Stated exercise:
Copy the rows starting at the one containing "the guitar neck" and ending at the one containing "<point>402,131</point>", both included, and keep the requests unchanged. Scale every point coordinate in the answers by 1.25, rounding to whole numbers with halves going up.

Supplied data:

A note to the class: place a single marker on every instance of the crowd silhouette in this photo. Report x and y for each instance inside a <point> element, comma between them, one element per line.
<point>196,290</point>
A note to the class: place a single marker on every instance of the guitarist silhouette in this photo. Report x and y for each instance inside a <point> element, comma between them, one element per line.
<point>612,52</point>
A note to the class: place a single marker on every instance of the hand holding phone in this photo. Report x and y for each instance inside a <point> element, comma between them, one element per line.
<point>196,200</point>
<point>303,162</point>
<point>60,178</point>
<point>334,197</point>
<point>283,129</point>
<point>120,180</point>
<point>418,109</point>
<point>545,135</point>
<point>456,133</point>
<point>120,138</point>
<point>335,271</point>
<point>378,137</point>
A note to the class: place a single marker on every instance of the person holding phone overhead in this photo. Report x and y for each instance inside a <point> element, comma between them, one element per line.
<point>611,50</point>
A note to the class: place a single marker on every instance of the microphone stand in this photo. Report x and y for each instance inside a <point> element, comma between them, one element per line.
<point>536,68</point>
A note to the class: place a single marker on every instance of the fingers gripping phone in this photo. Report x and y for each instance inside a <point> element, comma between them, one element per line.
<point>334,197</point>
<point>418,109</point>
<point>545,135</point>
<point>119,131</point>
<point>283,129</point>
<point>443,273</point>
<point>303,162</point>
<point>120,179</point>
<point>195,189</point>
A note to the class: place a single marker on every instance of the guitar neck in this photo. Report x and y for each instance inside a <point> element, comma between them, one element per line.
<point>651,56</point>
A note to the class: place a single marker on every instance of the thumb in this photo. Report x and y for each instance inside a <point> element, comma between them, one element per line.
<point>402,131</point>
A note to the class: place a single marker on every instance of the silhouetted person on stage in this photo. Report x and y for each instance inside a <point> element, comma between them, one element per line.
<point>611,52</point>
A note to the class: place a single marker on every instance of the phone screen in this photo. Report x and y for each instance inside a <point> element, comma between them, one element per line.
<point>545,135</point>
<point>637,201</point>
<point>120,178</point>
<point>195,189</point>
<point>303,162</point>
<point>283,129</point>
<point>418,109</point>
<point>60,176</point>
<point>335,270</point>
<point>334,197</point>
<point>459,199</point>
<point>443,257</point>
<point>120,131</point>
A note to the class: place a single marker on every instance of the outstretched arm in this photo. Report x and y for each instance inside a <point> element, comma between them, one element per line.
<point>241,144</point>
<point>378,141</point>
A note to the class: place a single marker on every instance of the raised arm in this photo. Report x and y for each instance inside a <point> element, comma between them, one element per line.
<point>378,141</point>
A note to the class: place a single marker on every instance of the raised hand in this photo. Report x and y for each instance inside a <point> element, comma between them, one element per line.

Written response:
A note to the class: place a single marker on every instance of the guitar neck in this photo. Report x and y for each instance inside a <point> element, comma between them, one element per line.
<point>814,70</point>
A note to the class: place a single marker on every instance of the thumb in this photo. Report x and y for each instance inside a <point> element, comma between them, one element per line.
<point>503,164</point>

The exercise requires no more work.